Items from a data source
————————

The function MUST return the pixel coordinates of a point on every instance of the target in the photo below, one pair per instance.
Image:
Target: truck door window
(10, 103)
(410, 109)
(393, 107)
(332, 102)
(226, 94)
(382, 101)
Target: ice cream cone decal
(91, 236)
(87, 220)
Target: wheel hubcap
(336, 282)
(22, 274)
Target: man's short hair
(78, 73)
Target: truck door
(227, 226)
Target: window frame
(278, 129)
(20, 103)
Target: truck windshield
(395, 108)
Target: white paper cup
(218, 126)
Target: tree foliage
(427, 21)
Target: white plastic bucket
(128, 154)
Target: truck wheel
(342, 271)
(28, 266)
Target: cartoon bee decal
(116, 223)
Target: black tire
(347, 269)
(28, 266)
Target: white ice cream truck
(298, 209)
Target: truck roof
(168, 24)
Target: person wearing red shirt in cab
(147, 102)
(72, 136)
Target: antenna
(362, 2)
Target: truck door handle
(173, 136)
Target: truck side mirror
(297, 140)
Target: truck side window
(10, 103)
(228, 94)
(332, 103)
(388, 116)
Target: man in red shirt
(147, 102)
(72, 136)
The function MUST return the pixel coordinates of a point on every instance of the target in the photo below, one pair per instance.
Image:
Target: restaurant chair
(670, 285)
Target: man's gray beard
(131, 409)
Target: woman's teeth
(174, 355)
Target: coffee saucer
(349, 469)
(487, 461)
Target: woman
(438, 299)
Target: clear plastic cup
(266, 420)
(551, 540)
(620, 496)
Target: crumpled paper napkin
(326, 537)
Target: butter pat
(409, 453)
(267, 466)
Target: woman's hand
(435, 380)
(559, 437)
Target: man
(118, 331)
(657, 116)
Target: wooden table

————————

- PROBLEM STATEMENT -
From the line containing "Target: man in red shirt" through the last line of the records, output each line exactly and nothing more.

- SOLUTION TO THE PROBLEM -
Target: man in red shirt
(147, 102)
(72, 136)
The function MUST return the pixel coordinates of a point on every instance of the target in the photo below, one pair per instance.
Image:
Target: restaurant chair
(670, 285)
Target: man's gray beard
(131, 409)
Target: woman's teeth
(174, 355)
Target: coffee saucer
(349, 469)
(487, 461)
Target: woman
(438, 299)
Target: clear plastic cup
(266, 420)
(551, 540)
(620, 496)
Target: crumpled paper napkin
(326, 537)
Target: butter pat
(409, 453)
(267, 466)
Target: woman's hand
(435, 380)
(559, 437)
Target: man
(118, 331)
(657, 116)
Target: wooden table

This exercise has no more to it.